Stated task
Transcribe only the part of the listing below that begins at the line containing "Thank you for the photo. Could you please annotate the utility" and runs to its final line, keeping both ends.

-- START OF Dataset excerpts --

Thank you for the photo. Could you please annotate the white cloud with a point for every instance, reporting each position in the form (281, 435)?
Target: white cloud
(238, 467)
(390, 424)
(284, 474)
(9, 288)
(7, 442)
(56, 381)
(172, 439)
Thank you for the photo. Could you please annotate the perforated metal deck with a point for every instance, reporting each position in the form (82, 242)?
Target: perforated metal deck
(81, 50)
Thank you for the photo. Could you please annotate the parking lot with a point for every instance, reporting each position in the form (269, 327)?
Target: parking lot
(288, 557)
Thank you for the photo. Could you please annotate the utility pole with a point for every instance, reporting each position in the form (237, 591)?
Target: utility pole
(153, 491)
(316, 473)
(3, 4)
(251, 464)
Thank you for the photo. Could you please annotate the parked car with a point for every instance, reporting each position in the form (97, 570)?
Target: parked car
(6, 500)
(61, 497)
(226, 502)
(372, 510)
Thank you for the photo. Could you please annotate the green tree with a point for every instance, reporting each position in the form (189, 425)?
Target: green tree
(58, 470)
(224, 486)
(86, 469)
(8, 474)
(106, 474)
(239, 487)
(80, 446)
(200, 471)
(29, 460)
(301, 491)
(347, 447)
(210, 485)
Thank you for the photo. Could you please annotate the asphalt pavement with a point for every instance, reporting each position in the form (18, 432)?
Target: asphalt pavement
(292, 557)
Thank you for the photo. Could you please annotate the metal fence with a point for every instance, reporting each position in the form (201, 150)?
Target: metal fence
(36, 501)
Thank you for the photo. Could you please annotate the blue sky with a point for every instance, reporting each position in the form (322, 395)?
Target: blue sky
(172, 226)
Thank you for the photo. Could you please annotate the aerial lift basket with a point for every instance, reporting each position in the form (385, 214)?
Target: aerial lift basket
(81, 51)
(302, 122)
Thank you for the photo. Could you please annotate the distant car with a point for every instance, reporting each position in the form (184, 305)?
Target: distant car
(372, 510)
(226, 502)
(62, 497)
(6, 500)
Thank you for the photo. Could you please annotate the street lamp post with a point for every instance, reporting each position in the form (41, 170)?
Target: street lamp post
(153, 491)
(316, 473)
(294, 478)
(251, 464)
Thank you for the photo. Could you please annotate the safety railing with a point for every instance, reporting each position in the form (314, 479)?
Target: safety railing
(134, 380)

-- END OF Dataset excerpts --

Solution to this task
Thank you for the photo. Could you please annotate the utility pole with a point for every instance, reporting each position in the form (237, 591)?
Target: utility pole
(153, 491)
(316, 473)
(3, 4)
(251, 464)
Thank you for the photo. Could you please annotate the parked car with a point for every instance, reporting each position in the form (97, 570)?
Target: parked car
(6, 500)
(61, 497)
(226, 502)
(372, 510)
Thank you for the photo. Could you please annotate the green tree with a point for every instance, reporting each position in the form (189, 425)?
Target: green tree
(58, 470)
(224, 486)
(86, 469)
(8, 474)
(106, 474)
(239, 487)
(80, 446)
(200, 471)
(29, 460)
(301, 491)
(347, 447)
(210, 485)
Thank you for the photo. Could you please annotate the asphalt pavement with a point for every instance, reporting each position in the form (18, 432)?
Target: asphalt pavement
(292, 557)
Thank you for the photo. Could you please annotate the metal fence with a point for every instance, reporting each position in the form (201, 150)?
Target: metal fence
(36, 501)
Thank you for the photo. Could you please annotate the blue sky with a point for every instance, reporting each position in the form (322, 395)?
Target: blue sky
(172, 226)
Thank you for the photo. Could you please annotate the aerial lift basket with a point for every instance, reporting each position in the form (385, 214)?
Target: aerial lift basket
(81, 51)
(302, 122)
Thank you for the photo. Could you please annotate the distant car with a point for every instance, reporting each position in the form (184, 305)?
Target: distant car
(372, 510)
(226, 502)
(62, 497)
(6, 500)
Thank you for the photo. Could you please annotate the street lamp post with a point for every instance, reporting each position in the form (41, 170)?
Target: street lamp post
(153, 491)
(316, 473)
(294, 478)
(251, 464)
Thank you for the photo. Could you please annotate the safety railing with a point for every instance, reporting each position in the form (314, 479)?
Target: safety railing
(134, 380)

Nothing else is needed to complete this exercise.